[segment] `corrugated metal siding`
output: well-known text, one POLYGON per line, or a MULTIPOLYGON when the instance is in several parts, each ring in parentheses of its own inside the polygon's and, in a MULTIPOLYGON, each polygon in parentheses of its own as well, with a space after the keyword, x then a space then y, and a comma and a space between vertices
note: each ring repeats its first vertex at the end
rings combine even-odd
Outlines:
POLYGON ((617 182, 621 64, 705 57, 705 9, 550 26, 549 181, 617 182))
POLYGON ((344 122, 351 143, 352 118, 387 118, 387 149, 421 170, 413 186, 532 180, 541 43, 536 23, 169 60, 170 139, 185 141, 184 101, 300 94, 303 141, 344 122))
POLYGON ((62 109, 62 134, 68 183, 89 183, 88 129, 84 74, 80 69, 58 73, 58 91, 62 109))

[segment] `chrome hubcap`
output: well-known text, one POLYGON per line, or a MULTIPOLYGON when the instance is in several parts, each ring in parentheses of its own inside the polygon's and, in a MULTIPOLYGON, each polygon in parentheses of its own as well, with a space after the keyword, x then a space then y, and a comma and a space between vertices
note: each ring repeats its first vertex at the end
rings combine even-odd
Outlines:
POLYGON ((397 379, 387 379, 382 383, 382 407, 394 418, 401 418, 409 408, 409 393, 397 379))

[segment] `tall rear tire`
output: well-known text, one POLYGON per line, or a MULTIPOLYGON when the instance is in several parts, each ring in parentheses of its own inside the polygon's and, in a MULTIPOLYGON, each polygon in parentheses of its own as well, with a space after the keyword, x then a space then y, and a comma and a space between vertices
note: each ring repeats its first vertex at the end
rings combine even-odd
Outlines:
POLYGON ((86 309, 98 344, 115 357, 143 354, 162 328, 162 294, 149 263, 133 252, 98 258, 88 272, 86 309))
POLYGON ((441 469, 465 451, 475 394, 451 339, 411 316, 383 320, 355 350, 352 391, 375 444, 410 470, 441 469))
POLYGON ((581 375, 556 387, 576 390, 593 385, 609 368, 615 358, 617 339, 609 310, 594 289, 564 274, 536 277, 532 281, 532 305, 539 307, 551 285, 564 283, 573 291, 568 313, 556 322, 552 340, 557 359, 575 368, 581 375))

_ _ _

Aim » Write out all of the records above again, line for line, without changing a single character.

Solution to this task »
[segment] `corrugated metal siding`
output: well-known text, one POLYGON per line, or a MULTIPOLYGON when the instance is in several parts, each ring in parentheses of its own inside the polygon's and, in a MULTIPOLYGON, each polygon in parentheses of its own as well, with a space after the keyword, x then a space then y, and a comma and a space between vertices
note: each ring repeats its first vertex at the end
rings combine even-odd
Outlines:
POLYGON ((617 182, 621 64, 705 57, 705 9, 550 26, 549 181, 617 182))
POLYGON ((344 122, 351 143, 352 118, 387 118, 387 149, 421 170, 413 186, 532 180, 541 43, 536 23, 169 60, 170 139, 185 141, 184 101, 300 94, 303 141, 344 122))
POLYGON ((62 109, 62 134, 68 183, 89 183, 88 129, 84 74, 80 69, 58 73, 58 91, 62 109))

[segment] `chrome hubcap`
output: well-known text, one POLYGON per line, or a MULTIPOLYGON when the instance is in several parts, each ring in parentheses of its own inside the polygon's and, in a MULTIPOLYGON, each polygon in parentheses of its own as well, with a space after the keyword, x then a space then y, and a comma and a space between vertices
note: each ring repeats its first vertex at the end
rings combine even-odd
Outlines:
POLYGON ((397 379, 387 379, 382 383, 382 407, 394 418, 401 418, 409 408, 409 393, 397 379))

[segment] `tall rear tire`
output: well-known text, one POLYGON per line, or a MULTIPOLYGON when the instance is in several parts, each ring in parentheses of its own inside the polygon's and, in a MULTIPOLYGON, each polygon in parentheses of its own as well, with a space after the keyword, x then a space then y, and a comma and a space between vertices
note: each ring repeats its first vertex at the end
rings combine even-odd
Outlines:
POLYGON ((86 309, 98 344, 115 357, 143 354, 162 328, 162 294, 149 263, 133 252, 98 258, 88 272, 86 309))
POLYGON ((441 469, 465 451, 475 394, 451 339, 411 316, 383 320, 355 350, 352 391, 375 444, 410 470, 441 469))
POLYGON ((581 375, 556 387, 576 390, 593 385, 609 368, 615 358, 617 339, 609 310, 594 289, 564 274, 536 277, 532 281, 532 305, 539 307, 551 285, 564 283, 573 291, 568 313, 556 322, 552 340, 557 359, 575 368, 581 375))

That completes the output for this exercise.